▸ **PROMPT**
Write what comes next in the passage about the summer festivals in the park and the residents who oppose them, starting after its final sentence.

▸ **SUPPLIED PASSAGE**
They can claim whatever they want in public, in court their lawyers want it all shut down. Saying things like the festivals ruin trees with “bat roosting potential” is a joke. Living in zone 2, in an area where the closest tube is Brixton and expecting a quiet life is like moving to Tunbridge Wells expecting a good rave scene. They can't just enjoy the controlled chaos for a month in the summer and let other people into their rarefied air.
On the nature side of things, I would be really up for them getting the festivals to pay more into a restoration fund, or move it to another area of the park for different years to give the fields a break, or invest in less impactful staging, but that's another conversation and one these people don't actually want to have - they just want to say no.

▸ **DATA**
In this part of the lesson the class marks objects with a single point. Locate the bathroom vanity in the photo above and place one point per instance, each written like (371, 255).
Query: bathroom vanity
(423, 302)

▸ **ANSWER TO THE PROBLEM**
It is probably worth noting the community response in Lambeth over the weekend to the potential cancellation of the festivals was overwhelming negative, bordering on febrile. The comments sections of the campaigners were bombarded with many hundreds of angry posts to the point where they had to disable them. Many people viewed the campaign, rightly or wrongly, as white middle class people gatekeeping public spaces solely for events that met their approval, without giving either space or thought to those other cultures who live alongside them and who hold different views on the importance of celebration. Other campaign groups should take note of the optics of nixing events that many community members actively look forward to. It really and truly could have turned quite nasty in Lambeth had the festivals been canned.